Exercise directions: Retype everything in the rows below from the line containing "the deer in" down to the line containing "<point>527,159</point>", both included, with no changes.
++++ Dataset records ++++
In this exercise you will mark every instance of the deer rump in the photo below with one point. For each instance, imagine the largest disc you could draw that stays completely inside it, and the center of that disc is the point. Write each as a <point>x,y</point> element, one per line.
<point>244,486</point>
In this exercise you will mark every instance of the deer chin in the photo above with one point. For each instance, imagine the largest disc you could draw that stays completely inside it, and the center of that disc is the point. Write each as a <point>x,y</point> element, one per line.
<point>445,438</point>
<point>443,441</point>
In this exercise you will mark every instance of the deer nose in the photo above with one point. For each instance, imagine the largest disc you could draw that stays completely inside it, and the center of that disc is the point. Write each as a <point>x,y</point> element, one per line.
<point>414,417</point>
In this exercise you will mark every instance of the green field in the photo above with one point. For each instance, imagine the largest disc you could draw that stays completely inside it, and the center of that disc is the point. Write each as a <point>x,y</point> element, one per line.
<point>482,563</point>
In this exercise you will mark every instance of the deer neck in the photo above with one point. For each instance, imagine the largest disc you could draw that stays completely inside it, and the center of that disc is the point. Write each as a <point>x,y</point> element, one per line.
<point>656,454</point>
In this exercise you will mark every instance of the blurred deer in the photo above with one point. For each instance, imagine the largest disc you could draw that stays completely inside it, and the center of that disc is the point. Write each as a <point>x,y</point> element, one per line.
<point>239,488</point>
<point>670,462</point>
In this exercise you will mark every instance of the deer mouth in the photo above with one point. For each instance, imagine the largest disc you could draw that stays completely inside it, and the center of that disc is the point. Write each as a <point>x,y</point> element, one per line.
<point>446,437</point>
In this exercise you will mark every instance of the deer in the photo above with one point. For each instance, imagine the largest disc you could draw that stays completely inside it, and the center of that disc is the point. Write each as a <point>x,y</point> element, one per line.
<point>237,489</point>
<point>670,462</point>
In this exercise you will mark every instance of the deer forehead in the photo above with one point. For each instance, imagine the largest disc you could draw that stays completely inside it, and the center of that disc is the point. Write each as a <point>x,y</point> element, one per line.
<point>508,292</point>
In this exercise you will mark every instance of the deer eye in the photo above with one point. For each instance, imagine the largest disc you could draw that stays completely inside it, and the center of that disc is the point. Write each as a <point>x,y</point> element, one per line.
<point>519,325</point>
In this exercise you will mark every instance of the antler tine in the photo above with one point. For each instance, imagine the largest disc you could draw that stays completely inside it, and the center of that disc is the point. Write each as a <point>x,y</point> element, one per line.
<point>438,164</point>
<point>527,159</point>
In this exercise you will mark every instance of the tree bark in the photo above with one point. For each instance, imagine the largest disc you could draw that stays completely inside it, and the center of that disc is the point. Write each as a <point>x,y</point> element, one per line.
++++
Full response:
In this exercise you will mark every instance of the deer in the photo above with one point. For each instance, imagine the largest disc you could draw that stays completely inside it, and the center of that disc is the point. Write each as a <point>x,y</point> element, one per line.
<point>237,489</point>
<point>670,462</point>
In this exercise you will mark every instance of the deer forehead in the photo above with one point. For each instance, imagine the largest disc you could draw that stays completely inside it, and the center of that disc is the point. Write each as a <point>x,y</point> element, one per line.
<point>508,292</point>
In this exercise you will mark every instance of the deer eye in the photo above with one point. For each instance, imagine the largest disc you could draw that stays completely inside it, and the center of that disc is the point. Write each as a <point>x,y</point> element, one per line.
<point>519,325</point>
In this exercise you will mark every instance of the antler tine in the photo above with one point. For each instance, imagine the largest disc you could draw that stays completely inside it, and the center of that disc is the point. Write each as a <point>x,y</point> element, one per line.
<point>438,164</point>
<point>527,159</point>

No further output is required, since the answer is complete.